**EXTRACT:**
· · ·

All items in the exhibition belong to Derrick Joshua Beard.
When appropriate, the format and date appear first, followed by the artist/author/ subject, title, edition statement, place of publication, publisher, date of publication, pagination, size (height by width by depth), and notes.

COVER
# 32

EARLY ENSLAVED MUSLIMS

#32
[Manuscript sheets, ca. 1850s]
Sheik Sena-See
[Autobiography with Quranic notations, Columbia-Panama]

Paper, ink
3 sheets (26.5 x 21.5; 25.5 x 20; 32 x 20 cm.)
[Sheik Sena-See was an enslaved Muslim from Sierra Leone. Prior to being sent to Panama to work on the construction of the railroad, he lived in the Carolinas and the Caribbean. Approximately thirty to forty percent of enslaved Africans were Muslim and came for a strong literary tradition and Quranic studies]


ABOLITIONISM (Anti-slavery)

· · ·

**STORED DATA:**
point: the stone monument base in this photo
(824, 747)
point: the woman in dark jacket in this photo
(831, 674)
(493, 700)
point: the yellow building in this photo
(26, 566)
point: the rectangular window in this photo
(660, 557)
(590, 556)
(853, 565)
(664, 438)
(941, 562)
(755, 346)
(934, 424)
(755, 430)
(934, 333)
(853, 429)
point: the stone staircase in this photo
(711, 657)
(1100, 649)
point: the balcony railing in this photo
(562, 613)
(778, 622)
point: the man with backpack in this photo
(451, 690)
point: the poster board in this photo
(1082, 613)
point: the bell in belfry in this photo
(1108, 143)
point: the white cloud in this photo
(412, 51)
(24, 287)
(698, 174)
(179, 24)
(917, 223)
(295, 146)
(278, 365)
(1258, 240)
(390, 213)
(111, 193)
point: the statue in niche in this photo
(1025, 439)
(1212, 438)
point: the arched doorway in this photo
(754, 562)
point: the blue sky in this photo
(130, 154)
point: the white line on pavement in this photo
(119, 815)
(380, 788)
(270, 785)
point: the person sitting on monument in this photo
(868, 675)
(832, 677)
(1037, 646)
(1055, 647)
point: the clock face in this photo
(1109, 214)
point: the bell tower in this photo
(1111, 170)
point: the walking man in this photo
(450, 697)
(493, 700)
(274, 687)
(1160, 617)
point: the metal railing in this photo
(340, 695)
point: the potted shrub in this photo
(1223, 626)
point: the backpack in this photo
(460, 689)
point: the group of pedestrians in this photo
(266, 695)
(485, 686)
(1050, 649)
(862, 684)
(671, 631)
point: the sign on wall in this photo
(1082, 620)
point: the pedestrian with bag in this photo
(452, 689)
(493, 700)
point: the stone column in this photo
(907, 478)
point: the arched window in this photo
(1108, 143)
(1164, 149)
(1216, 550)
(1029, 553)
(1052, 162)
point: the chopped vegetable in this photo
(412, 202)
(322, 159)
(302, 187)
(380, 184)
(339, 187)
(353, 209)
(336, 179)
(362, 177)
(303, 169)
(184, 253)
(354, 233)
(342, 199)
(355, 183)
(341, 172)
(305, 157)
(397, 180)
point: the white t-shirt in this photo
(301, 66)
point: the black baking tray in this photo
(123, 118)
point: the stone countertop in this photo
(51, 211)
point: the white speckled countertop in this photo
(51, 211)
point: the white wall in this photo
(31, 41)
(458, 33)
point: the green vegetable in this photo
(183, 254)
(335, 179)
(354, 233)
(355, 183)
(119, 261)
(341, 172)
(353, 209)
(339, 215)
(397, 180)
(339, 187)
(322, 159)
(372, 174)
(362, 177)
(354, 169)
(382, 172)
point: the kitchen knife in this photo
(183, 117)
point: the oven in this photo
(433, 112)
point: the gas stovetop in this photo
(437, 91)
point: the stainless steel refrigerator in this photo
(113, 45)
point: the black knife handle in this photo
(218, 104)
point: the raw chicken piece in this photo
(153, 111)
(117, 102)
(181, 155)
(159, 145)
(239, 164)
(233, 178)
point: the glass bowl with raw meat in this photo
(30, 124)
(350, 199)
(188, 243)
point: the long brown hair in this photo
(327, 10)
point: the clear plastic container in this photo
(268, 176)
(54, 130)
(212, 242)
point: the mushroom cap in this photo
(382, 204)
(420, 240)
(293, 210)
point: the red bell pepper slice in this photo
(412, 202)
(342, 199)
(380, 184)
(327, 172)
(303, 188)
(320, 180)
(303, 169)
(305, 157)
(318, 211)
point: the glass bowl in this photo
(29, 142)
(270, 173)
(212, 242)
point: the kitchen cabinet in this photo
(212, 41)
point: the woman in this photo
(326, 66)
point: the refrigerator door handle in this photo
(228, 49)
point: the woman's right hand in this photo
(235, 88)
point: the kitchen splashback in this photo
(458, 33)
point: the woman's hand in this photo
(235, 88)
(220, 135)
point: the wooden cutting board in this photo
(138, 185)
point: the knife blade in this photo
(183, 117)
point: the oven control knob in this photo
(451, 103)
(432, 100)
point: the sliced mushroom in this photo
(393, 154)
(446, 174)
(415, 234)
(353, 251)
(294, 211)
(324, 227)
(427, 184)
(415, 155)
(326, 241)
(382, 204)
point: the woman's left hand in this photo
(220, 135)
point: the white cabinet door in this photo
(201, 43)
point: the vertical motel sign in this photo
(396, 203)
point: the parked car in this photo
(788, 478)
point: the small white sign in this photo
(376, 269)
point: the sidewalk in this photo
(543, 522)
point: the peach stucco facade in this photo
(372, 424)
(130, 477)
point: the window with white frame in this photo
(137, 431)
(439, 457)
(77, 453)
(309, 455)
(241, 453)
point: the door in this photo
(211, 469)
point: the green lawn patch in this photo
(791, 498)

· · ·

**EXERCISE PROMPT:**
Reproduce the catalog excerpt word for word, from "EARLY ENSLAVED MUSLIMS" up to and including "32 x 20 cm.)".

**EXERCISE OUTPUT:**
EARLY ENSLAVED MUSLIMS

#32
[Manuscript sheets, ca. 1850s]
Sheik Sena-See
[Autobiography with Quranic notations, Columbia-Panama]

Paper, ink
3 sheets (26.5 x 21.5; 25.5 x 20; 32 x 20 cm.)